┌─ Given data
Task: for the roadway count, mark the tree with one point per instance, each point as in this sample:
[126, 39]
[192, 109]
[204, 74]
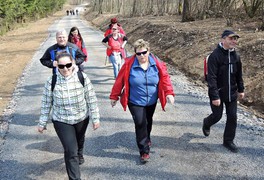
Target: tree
[186, 14]
[252, 8]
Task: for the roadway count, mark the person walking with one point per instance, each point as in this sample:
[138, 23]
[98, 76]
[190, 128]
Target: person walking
[76, 38]
[142, 80]
[225, 86]
[115, 44]
[70, 102]
[114, 22]
[49, 57]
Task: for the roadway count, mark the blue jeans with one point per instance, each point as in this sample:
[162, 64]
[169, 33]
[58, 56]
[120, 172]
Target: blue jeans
[116, 62]
[72, 140]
└─
Among the lines of the data above, find those with the word "each" and show them.

Your solution ->
Task: for the roadway count, mark the tree with one point per instance, each point as in this sample:
Task: for the roadway count, mark the person walking with one point per instance, each point as in this sample:
Task: for the roadway count, mark the blue jeans with one point per instance, each point as in this sample:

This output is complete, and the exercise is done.